* **WHAT THE EXERCISE ASKS**
Copy each of the following entries word for word, keeping every line unchanged.

* **DATA TO USE**
───

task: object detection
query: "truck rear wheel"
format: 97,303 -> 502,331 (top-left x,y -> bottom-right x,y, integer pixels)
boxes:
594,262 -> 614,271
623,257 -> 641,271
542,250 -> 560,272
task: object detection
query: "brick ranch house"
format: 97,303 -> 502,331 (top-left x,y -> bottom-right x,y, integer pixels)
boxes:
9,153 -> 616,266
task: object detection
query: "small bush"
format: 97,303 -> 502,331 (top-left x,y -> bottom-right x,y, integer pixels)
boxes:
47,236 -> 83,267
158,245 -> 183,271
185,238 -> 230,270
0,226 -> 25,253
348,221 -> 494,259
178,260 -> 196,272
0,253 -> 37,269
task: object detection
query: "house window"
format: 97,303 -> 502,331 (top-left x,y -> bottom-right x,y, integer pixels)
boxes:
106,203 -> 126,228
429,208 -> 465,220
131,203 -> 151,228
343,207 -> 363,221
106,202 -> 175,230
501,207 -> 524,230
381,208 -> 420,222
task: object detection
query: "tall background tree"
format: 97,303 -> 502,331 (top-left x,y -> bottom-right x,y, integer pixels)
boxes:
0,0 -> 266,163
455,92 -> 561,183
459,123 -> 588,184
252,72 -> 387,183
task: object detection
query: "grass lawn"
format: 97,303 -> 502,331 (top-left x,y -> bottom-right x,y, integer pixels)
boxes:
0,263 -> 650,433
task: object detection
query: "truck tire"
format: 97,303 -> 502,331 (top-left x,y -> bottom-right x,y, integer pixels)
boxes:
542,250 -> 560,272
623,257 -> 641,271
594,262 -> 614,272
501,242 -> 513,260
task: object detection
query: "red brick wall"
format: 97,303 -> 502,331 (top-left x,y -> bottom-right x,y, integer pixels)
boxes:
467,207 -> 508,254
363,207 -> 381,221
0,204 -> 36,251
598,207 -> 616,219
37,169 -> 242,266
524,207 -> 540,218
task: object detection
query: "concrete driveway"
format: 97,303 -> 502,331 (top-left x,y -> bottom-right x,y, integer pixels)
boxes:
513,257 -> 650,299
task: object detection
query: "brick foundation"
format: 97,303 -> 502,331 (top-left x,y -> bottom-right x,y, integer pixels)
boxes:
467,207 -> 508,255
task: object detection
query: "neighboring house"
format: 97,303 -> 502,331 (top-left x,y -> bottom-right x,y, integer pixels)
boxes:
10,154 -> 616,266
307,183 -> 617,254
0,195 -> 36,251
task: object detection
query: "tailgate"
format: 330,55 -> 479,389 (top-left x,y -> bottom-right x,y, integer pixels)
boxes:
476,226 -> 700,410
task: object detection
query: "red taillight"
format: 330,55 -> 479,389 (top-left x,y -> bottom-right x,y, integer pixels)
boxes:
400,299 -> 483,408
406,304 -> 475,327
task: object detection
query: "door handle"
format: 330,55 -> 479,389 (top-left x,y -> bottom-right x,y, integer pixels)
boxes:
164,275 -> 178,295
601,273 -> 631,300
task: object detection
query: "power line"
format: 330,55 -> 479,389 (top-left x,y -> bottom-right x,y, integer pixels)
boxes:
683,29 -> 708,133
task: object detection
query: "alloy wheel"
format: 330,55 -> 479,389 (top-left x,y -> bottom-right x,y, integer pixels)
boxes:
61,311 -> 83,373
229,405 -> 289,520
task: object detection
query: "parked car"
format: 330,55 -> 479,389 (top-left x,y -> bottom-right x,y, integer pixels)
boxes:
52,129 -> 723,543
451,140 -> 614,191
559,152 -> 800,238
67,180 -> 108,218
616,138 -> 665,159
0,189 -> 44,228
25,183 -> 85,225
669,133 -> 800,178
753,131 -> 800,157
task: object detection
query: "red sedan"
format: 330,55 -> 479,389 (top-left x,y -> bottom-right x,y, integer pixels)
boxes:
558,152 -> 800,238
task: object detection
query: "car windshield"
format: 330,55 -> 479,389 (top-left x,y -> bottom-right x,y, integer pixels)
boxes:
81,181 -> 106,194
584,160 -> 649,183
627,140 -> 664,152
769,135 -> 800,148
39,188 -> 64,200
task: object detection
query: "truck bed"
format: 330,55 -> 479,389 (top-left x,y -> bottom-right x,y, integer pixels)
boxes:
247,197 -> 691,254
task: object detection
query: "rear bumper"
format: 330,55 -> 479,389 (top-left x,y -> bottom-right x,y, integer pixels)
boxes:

───

* **THE OUTPUT**
task: object detection
query: "truck rear wheel"
format: 97,303 -> 502,331 (top-left x,y -> bottom-right x,y, integer pixels)
boxes:
594,262 -> 614,271
623,257 -> 641,271
542,250 -> 560,272
task: object detection
query: "brick ranch house"
format: 97,303 -> 502,331 (top-left x,y -> bottom-right x,y, integer pixels)
boxes:
9,153 -> 616,266
task: object detection
query: "small bush"
format: 97,303 -> 502,331 (top-left x,y -> bottom-right x,y, integer pixels)
boxes:
47,236 -> 83,267
158,245 -> 183,271
185,238 -> 230,270
0,226 -> 25,253
348,221 -> 494,259
178,260 -> 196,272
0,253 -> 37,269
task: object detection
query: "house window"
format: 97,303 -> 502,331 (top-left x,y -> bottom-right x,y, integer pixels)
boxes:
106,203 -> 126,228
429,208 -> 465,220
131,203 -> 151,228
343,207 -> 363,221
106,202 -> 175,230
501,207 -> 524,230
381,208 -> 420,222
task: object detection
query: "tall background tree"
format: 97,303 -> 502,331 (top-left x,y -> bottom-right x,y, integer pixels)
boxes:
0,0 -> 266,163
455,92 -> 561,183
459,123 -> 588,184
252,72 -> 387,183
task: object detection
query: "grass lawn"
format: 97,303 -> 502,331 (top-left x,y -> bottom-right x,y, integer pixels)
boxes:
0,263 -> 650,433
task: object detection
query: "truck tire"
format: 97,303 -> 502,331 (top-left x,y -> bottom-right x,y, integer pixels)
boxes:
542,250 -> 560,272
623,257 -> 641,271
594,262 -> 614,272
501,242 -> 513,260
task: object detection
query: "red brick wall"
format: 97,303 -> 502,331 (top-left x,y -> bottom-right x,y, integer pixels)
boxes:
467,207 -> 508,254
363,207 -> 381,221
0,204 -> 36,251
598,207 -> 616,219
37,169 -> 242,266
524,207 -> 540,218
task: object detection
query: "concrete driveway"
format: 97,303 -> 502,331 (top-left x,y -> bottom-right x,y, integer pixels)
boxes:
513,257 -> 650,299
task: object detection
query: "brick foundation"
format: 97,303 -> 502,331 (top-left x,y -> bottom-right x,y, integer pixels)
boxes:
467,207 -> 508,255
task: object detection
query: "neighboring house"
format: 97,303 -> 502,331 (top-left x,y -> bottom-right x,y, integer pixels)
boxes:
10,154 -> 616,266
307,183 -> 617,254
0,195 -> 36,251
task: object detection
query: "tailgate"
format: 330,55 -> 479,389 (top-left x,y -> bottom-right x,y, integer pixels)
boxes:
476,226 -> 700,410
task: object detection
query: "red taillight"
format: 330,55 -> 479,389 (top-left x,y -> bottom-right x,y, integer pixels)
boxes:
400,299 -> 483,408
406,304 -> 475,327
task: object detection
query: "door handle"
format: 330,55 -> 479,389 (top-left x,y -> bottom-right x,y, integer pixels)
boxes:
164,275 -> 178,295
601,273 -> 631,300
task: object detection
query: "power line"
format: 330,55 -> 479,389 (top-left x,y -> bottom-right x,y, integer pixels)
boxes:
683,29 -> 708,133
task: object detection
query: "alloy wheel"
format: 330,55 -> 479,389 (top-left x,y -> bottom-right x,y, integer pixels)
boxes:
61,311 -> 83,373
229,405 -> 289,520
task: object detection
query: "parked car"
format: 330,55 -> 479,389 (top-left x,y -> bottom-right x,y, integer pixels)
boxes:
52,129 -> 723,543
451,140 -> 614,191
559,152 -> 800,238
67,180 -> 108,218
616,138 -> 665,159
0,189 -> 44,228
25,183 -> 85,225
669,133 -> 800,178
753,131 -> 800,157
task: object detection
query: "red sedan"
format: 330,55 -> 479,389 (top-left x,y -> bottom-right x,y, integer pixels)
boxes:
558,152 -> 800,238
task: object detection
query: "car windshield"
format: 330,55 -> 479,389 (top-left x,y -> bottom-right x,y, integer pixels)
boxes:
81,181 -> 106,194
584,160 -> 649,183
627,140 -> 664,152
769,135 -> 800,148
39,188 -> 64,200
task: object detection
query: "truck bed"
format: 330,55 -> 479,389 (top-left x,y -> bottom-right x,y, integer pixels)
boxes:
247,197 -> 691,254
task: object detection
query: "rear bumper"
format: 330,55 -> 479,389 (top-left x,y -> bottom-right x,y, integer pixels)
boxes:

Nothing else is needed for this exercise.